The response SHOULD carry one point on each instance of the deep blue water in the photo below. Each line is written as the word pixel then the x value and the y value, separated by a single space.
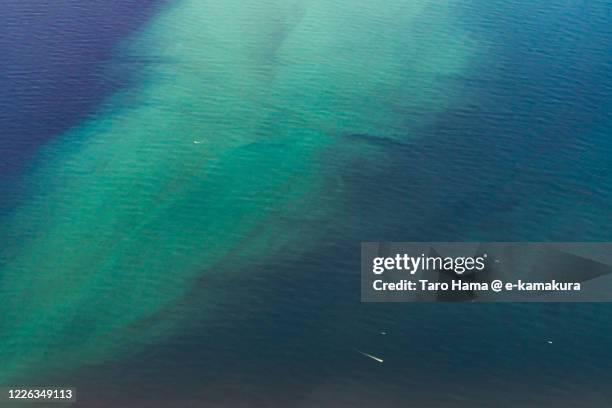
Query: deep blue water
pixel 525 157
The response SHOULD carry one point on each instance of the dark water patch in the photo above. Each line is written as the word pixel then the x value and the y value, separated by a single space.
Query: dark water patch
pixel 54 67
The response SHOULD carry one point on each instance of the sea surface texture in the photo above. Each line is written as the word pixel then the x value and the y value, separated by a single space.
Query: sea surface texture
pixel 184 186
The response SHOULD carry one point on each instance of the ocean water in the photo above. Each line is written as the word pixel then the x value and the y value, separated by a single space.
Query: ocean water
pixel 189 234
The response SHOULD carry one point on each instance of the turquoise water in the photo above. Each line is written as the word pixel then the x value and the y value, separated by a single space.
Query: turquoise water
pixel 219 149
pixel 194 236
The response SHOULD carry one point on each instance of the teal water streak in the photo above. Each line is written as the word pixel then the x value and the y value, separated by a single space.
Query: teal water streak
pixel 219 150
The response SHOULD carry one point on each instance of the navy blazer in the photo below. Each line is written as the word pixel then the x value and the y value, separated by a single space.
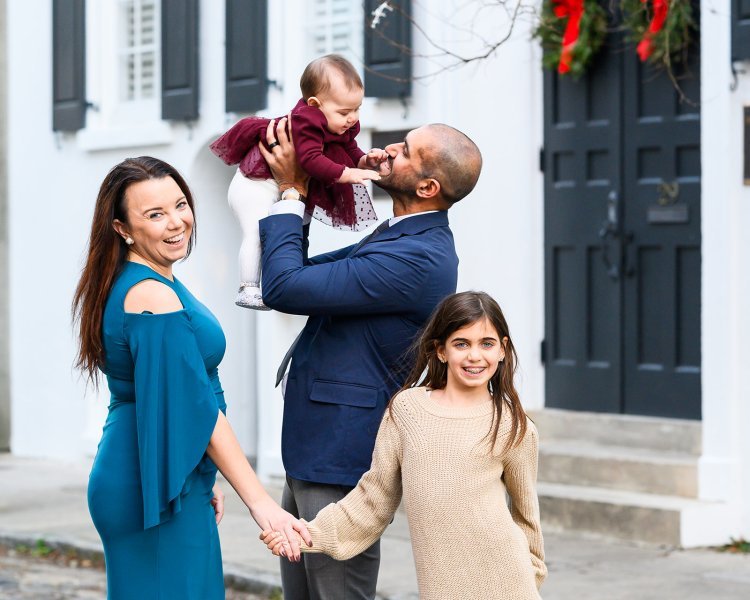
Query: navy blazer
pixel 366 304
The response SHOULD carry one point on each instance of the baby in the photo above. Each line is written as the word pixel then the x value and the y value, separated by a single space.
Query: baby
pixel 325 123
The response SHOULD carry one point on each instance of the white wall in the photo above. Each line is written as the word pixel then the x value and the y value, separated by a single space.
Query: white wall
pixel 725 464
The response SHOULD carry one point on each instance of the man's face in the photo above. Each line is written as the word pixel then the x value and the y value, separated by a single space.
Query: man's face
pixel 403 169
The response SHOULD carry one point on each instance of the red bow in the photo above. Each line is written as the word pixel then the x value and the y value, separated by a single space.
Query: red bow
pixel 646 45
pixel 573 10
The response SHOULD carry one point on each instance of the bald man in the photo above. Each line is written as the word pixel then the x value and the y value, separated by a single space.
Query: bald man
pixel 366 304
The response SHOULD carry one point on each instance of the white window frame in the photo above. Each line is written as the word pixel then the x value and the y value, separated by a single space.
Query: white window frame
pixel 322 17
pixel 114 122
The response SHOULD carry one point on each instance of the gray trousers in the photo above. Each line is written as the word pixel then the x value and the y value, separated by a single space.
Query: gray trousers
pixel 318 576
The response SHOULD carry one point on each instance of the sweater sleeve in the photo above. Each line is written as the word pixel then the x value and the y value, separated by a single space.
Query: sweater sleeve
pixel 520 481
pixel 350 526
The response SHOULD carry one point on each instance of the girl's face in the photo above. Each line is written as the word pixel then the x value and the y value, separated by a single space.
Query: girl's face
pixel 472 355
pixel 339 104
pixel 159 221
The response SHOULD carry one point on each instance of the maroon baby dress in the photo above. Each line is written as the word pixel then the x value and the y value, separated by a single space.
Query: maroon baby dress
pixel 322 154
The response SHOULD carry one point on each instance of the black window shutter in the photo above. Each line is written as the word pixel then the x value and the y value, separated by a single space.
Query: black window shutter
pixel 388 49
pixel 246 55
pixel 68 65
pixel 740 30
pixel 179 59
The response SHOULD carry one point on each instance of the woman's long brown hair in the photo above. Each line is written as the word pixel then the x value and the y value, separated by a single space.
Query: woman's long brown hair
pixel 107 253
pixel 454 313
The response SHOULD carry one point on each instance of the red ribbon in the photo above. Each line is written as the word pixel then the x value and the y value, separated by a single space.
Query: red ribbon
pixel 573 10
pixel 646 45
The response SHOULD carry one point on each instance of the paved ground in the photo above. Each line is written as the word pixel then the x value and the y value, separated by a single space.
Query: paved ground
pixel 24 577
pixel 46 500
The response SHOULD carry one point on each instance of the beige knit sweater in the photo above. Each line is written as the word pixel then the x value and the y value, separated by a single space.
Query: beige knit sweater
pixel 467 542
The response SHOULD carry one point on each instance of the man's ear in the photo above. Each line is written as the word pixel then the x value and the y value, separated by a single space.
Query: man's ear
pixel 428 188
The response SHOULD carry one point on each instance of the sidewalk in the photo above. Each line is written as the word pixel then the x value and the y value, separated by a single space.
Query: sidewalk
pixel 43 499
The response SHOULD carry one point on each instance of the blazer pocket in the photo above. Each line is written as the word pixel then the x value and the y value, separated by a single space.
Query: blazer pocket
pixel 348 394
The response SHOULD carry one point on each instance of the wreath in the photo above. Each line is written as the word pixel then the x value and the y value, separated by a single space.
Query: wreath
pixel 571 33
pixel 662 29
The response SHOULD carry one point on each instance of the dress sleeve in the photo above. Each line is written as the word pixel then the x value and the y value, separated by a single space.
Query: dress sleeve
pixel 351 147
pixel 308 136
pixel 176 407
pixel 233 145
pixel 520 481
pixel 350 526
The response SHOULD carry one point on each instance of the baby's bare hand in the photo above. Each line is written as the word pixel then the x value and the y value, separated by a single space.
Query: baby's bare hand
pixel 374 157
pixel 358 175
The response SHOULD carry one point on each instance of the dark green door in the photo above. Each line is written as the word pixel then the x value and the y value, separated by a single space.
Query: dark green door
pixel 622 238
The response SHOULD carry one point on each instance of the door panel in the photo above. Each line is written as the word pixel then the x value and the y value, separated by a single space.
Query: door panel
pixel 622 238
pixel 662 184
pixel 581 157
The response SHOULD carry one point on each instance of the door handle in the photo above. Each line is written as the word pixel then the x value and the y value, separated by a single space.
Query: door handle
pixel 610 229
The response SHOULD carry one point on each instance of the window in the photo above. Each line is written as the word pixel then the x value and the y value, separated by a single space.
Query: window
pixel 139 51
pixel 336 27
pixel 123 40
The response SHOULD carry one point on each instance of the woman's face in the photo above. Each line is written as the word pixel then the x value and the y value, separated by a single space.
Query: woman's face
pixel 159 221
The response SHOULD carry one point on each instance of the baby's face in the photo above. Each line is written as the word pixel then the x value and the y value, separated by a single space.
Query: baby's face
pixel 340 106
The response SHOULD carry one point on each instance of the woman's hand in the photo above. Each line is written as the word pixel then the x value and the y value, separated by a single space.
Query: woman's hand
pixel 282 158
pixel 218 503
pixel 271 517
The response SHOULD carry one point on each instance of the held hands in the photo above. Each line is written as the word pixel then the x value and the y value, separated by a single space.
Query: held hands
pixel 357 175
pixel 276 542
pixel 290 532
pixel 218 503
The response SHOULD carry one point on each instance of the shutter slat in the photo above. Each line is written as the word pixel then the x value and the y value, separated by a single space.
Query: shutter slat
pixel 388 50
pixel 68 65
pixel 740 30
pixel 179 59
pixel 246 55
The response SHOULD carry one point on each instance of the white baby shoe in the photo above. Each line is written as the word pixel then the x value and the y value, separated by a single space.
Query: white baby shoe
------
WORK TASK: Each line of the material with the word "below" in it should be listed.

WRITTEN RESPONSE:
The response SHOULD carry one point on each instance of the deep blue water in the photo below. Each line is written as the word pixel then the x value and the y value, separated by a single space.
The response SHOULD carry one point on each instance of the navy blazer in the photo below. Each line is written as the word pixel then the x value and the y value, separated by a single space.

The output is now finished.